§ **Given request 1**: Decide whether each statement agrees with the Verilog forum post. Answer yes or no for each, and quote the deciding words. (a) The asker's background is in hardware. (b) The code leaves bytes that are not letters unchanged. (c) The variable 'direction' has the type 'byte'.
§ **Given request 2**: According to the Verilog forum post, what does ABCXYZ become when shifted by 3?
§ **Given request 3**: Print the stretch of the Verilog forum post from "Verilog modulus operator" through "unique if (is_lower_case)".

§ **Selected extract**:
-- Start --

Verilog modulus operator for wrapping around a range - verilog

My background is in software and I'm new to (System)Verilog so when tasked with implementing a caesar shifter (shift each letter in a string by N letters, wrapping around if necessary e.g. ABCXYZ shifted by 3 becomes DEFABC), I wrote the following, hoping to be able to reduce code duplication, like I would in software:
/* every variable except 'direction' has the type 'byte' */
always_comb
begin
shifted_char = fresh_char; /* don't touch bytes that aren't letters */
is_lower_case = "z" >= fresh_char && fresh_char >= "a";
is_upper_case = "Z" >= fresh_char && fresh_char >= "A";
if (is_lower_case || is_upper_case)
begin
unique if (is_lower_case)
alphabet_start = "a";
else if (is_upper_case)
alphabet_start = "A";
alphabet_position = fresh_char - alphabet_start;
if (direction == "f") /* direction is a module parameter: f for forwards results in a shifter, any other value results in an 'unshifter' */
new_alphabet_position = (26 + (alphabet_position + shift_by)) % 26;
else
new_alphabet_position = (26 + (alphabet_position - shift_by)) % 26;
shifted_char = new_alphabet_position + alphabet_start;
end
end
My question is (assuming it's a forward shifter): regarding the "% 26" part, can I expect the synthesizer to deduce that the range of possible values it's going to get at that point is [26, 26+25+25] ([26, 76]) and so there's only 2 cases the logic needs to distinguish between (>26 and >52), rather than [whatever is the smart call when having handle all possible 256 different inputs - (would it be to consider the cases >26, >52, >78 etc...? Or is there a better way? I digress...)]?

-- End --

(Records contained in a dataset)
-- Start --

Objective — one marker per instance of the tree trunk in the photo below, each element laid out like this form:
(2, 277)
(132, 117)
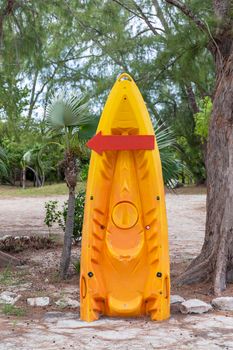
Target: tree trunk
(216, 258)
(71, 180)
(66, 252)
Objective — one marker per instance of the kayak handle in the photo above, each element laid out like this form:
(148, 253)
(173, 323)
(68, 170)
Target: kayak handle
(125, 76)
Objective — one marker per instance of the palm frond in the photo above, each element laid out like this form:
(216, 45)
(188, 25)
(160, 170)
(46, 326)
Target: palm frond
(67, 111)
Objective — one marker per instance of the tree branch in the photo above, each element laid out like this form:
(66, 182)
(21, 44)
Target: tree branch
(189, 13)
(160, 16)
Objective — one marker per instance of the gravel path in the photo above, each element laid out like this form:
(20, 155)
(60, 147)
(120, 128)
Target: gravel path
(64, 330)
(186, 218)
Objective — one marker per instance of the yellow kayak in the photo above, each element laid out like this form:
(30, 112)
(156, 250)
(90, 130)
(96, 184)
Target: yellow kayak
(124, 258)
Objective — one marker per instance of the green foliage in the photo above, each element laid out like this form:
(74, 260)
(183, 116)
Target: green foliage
(54, 215)
(202, 118)
(4, 167)
(173, 169)
(84, 172)
(76, 266)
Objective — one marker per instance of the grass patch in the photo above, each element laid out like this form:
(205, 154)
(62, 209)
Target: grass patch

-- End --

§ **Response 1**:
(a) No: "My background is in software"
(b) Yes: "don't touch bytes that aren't letters"
(c) No: "every variable except 'direction' has the type 'byte'"

§ **Response 2**: DEFABC

§ **Response 3**:
Verilog modulus operator for wrapping around a range - verilog

My background is in software and I'm new to (System)Verilog so when tasked with implementing a caesar shifter (shift each letter in a string by N letters, wrapping around if necessary e.g. ABCXYZ shifted by 3 becomes DEFABC), I wrote the following, hoping to be able to reduce code duplication, like I would in software:
/* every variable except 'direction' has the type 'byte' */
always_comb
begin
shifted_char = fresh_char; /* don't touch bytes that aren't letters */
is_lower_case = "z" >= fresh_char && fresh_char >= "a";
is_upper_case = "Z" >= fresh_char && fresh_char >= "A";
if (is_lower_case || is_upper_case)
begin
unique if (is_lower_case)